Stored dataset items:
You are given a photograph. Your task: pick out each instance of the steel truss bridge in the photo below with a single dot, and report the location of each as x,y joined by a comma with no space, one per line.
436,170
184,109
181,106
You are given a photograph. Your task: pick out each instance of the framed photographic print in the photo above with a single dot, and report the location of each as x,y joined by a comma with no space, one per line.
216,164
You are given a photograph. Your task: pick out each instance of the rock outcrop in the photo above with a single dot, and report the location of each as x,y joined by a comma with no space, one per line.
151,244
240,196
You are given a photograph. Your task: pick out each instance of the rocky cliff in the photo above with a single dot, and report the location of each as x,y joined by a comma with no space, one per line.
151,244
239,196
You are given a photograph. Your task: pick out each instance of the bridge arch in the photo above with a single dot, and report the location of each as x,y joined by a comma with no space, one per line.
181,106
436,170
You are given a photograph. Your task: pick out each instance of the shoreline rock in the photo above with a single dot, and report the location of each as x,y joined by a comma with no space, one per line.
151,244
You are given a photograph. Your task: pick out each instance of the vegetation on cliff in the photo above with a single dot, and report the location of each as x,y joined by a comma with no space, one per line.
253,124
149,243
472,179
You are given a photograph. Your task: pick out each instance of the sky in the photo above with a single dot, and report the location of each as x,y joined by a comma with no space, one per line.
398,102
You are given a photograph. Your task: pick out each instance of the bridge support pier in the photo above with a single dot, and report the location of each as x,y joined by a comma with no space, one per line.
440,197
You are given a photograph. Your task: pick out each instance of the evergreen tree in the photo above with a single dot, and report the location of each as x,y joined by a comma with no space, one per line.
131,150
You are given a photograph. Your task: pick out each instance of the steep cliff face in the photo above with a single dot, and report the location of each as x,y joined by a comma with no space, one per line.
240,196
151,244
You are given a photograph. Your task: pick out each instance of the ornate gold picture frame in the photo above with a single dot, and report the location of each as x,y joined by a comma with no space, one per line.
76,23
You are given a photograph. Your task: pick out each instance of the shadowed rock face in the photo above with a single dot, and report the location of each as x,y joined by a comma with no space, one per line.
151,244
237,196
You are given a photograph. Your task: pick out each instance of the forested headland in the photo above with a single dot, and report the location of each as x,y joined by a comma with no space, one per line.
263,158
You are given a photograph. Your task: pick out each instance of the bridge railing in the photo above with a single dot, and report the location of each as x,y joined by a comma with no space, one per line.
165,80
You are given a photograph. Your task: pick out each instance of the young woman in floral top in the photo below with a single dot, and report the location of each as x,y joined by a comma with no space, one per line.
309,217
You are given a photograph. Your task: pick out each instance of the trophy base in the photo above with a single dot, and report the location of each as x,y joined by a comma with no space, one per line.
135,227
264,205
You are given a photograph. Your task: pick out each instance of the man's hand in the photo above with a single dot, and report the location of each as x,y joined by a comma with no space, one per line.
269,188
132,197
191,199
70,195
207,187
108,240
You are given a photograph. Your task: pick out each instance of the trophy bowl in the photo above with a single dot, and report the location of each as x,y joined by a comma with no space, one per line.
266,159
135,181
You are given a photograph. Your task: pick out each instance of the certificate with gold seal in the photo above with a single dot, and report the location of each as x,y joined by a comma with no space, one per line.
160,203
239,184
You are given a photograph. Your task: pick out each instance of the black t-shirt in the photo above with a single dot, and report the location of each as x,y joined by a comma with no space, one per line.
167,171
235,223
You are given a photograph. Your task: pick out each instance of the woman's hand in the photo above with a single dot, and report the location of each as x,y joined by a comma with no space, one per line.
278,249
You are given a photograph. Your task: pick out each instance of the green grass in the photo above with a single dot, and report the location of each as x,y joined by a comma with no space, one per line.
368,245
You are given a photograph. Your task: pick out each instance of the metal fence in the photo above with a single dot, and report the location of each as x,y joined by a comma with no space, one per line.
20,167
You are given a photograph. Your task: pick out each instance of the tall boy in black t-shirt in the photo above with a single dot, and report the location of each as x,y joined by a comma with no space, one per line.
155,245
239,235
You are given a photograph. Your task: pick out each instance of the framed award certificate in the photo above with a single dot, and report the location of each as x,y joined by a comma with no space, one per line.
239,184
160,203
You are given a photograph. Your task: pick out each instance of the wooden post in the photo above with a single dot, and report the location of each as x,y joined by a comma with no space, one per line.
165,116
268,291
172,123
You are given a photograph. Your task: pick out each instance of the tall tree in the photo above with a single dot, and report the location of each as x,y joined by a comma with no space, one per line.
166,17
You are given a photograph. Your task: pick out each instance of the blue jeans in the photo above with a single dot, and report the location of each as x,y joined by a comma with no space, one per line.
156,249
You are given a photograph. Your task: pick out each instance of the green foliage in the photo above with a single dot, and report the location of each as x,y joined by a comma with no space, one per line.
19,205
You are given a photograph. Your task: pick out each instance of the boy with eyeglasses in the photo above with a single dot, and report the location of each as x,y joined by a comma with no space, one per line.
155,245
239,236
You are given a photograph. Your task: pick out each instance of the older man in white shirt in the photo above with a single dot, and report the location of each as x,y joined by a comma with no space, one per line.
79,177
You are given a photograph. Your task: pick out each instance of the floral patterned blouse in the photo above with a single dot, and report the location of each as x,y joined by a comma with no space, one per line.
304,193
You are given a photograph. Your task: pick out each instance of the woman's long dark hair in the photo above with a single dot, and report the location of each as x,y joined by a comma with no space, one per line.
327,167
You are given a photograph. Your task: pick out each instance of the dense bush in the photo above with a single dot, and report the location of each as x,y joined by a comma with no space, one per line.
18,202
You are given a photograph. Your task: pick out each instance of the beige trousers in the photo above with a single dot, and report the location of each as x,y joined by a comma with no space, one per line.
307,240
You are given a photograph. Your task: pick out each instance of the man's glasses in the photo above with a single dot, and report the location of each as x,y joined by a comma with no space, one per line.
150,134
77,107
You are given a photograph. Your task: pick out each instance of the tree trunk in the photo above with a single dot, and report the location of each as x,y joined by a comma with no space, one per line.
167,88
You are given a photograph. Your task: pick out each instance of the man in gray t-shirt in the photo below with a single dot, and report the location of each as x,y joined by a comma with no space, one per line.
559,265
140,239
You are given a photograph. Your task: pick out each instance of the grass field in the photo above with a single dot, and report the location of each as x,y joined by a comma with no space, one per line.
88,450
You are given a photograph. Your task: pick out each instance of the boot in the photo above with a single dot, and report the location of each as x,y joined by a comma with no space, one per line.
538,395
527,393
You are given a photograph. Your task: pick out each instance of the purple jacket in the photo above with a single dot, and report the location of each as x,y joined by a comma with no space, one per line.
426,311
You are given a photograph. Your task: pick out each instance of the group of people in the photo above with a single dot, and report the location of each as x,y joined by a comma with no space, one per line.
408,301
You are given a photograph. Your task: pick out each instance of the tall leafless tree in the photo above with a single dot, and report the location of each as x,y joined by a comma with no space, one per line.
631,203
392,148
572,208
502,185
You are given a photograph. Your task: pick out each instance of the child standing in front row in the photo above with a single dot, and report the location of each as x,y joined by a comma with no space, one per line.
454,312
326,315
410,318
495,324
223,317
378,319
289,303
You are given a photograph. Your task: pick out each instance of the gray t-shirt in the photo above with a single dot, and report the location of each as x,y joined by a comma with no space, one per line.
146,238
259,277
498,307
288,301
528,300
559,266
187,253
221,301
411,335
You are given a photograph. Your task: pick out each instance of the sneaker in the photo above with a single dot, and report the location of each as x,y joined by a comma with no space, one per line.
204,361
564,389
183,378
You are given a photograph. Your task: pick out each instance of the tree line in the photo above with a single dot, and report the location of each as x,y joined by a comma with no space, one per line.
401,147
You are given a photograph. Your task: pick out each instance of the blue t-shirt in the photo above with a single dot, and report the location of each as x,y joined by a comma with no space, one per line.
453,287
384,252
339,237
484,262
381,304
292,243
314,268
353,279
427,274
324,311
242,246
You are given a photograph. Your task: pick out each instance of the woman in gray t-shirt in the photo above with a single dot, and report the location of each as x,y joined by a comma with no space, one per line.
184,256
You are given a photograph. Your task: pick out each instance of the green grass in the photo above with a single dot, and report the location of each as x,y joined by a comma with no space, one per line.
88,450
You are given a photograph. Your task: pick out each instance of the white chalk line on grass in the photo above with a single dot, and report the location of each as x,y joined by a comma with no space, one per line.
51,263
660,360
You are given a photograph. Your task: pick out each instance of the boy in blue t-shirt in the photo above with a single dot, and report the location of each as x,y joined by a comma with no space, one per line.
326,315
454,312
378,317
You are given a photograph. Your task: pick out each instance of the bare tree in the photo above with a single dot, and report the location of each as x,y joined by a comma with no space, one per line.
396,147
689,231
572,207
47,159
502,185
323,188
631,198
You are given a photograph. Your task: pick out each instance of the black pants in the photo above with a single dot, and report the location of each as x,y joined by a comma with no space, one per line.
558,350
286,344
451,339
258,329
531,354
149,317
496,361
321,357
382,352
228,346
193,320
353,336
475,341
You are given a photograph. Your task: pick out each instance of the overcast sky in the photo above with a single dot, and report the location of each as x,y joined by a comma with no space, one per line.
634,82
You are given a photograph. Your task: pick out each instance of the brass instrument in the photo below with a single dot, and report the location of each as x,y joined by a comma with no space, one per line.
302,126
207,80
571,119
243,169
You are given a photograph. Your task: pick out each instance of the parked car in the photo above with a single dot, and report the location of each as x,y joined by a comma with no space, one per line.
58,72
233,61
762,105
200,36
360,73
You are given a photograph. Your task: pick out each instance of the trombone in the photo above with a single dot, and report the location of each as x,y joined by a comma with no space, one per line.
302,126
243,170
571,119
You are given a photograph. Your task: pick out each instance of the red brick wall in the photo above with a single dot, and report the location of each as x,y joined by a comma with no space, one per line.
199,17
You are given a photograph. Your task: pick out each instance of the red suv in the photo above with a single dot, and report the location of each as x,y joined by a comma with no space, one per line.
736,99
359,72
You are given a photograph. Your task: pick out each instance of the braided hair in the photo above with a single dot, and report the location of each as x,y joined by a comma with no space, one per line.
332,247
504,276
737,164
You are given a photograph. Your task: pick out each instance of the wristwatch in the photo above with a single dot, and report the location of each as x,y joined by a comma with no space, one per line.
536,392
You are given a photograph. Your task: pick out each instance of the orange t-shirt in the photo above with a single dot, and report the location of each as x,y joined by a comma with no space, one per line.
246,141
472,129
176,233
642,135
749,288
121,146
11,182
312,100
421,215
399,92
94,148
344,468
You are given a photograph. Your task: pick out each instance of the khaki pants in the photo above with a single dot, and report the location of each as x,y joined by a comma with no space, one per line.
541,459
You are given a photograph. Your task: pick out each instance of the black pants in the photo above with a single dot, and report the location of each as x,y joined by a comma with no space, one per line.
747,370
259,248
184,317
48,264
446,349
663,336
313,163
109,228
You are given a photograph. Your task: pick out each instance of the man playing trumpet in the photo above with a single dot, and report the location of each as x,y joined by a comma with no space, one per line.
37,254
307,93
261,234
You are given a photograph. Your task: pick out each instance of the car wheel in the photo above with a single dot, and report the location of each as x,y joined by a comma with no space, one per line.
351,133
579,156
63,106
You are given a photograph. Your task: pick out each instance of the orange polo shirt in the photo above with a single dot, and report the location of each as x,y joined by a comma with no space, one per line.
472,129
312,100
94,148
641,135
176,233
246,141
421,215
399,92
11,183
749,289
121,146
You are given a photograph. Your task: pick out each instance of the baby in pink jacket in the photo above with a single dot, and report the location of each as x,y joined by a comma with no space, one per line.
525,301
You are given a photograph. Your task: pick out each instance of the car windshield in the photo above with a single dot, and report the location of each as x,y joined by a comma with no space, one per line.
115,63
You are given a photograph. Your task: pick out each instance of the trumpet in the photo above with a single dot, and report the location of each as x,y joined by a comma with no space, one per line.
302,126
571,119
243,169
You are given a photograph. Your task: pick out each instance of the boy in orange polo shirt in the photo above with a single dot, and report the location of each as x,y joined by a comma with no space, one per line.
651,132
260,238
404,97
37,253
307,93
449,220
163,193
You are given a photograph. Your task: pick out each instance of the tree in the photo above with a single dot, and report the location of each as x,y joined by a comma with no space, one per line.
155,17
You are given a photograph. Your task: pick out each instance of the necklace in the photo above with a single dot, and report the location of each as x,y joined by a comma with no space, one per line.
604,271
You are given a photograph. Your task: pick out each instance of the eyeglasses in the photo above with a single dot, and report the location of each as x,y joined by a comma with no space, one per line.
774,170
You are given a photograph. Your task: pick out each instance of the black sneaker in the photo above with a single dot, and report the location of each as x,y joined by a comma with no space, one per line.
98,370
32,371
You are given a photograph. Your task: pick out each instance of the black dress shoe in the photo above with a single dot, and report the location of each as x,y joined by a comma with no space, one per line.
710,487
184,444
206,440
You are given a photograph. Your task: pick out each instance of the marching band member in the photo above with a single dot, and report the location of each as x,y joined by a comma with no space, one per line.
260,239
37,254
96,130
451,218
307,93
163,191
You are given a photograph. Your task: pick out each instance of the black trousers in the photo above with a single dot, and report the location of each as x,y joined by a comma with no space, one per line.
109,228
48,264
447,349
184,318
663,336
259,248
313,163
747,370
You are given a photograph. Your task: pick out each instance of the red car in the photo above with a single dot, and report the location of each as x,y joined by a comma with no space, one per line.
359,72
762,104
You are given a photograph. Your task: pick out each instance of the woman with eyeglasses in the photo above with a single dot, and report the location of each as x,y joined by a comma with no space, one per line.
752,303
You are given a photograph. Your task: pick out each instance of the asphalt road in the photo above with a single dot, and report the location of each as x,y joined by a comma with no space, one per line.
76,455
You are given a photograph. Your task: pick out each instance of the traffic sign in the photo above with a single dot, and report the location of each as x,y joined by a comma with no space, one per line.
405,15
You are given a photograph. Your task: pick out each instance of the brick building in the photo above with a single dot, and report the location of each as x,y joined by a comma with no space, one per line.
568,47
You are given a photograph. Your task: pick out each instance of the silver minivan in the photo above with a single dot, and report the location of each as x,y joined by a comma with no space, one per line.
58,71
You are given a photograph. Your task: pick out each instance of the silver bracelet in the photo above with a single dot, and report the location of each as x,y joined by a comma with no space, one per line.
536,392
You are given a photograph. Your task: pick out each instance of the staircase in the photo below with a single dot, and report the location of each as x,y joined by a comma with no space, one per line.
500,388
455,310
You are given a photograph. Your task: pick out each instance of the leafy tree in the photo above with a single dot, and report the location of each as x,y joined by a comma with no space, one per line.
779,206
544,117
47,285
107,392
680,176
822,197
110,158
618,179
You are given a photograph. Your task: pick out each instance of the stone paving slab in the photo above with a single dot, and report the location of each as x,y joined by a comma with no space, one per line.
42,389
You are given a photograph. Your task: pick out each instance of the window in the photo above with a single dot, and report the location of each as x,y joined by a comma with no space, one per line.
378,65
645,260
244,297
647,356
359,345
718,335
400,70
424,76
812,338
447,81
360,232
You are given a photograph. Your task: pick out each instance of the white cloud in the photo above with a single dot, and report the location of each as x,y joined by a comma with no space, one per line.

Description of the task: Your task is to extract the lines running from the one with "the silver bracelet" to the end of the material, inclusive, copying each exactly and adding nothing.

Final answer:
You are given a photograph. Your task: pick out each instance of the silver bracelet in the photo above with a single dot, and report the location of each as x,y joined by a comma with no space, one per line.
536,392
You are given a photograph. Your task: pick out each instance of the staircase in the photo below with a single dot, and report the location of each as x,y joined by a comma with no space, one per line.
500,388
455,310
You are given a photograph. Your task: pick out each instance of the leafy tree in the photo above with a single dot, and report the location of each as x,y joined by a comma with no space, one per line.
779,206
544,117
47,285
107,392
680,176
822,197
110,158
618,179
You are given a photograph. Your task: pick out each instance of the stone paving slab in the photo above with a single dot, and report the location of each as x,y joined by a comma with no space, one per line.
42,389
You are given a photograph. Your task: pick out each instance of the window in the photo above with a single dot, and report the location of each as x,y joined by a comma with no space, one per line.
378,65
645,260
244,297
647,356
359,345
718,335
400,70
424,76
812,338
447,81
360,232
You are given a photograph. Your task: pick out each instance of the white cloud in the photo above with a single dot, and report the location of each as x,y joined by a comma with no space, one per line.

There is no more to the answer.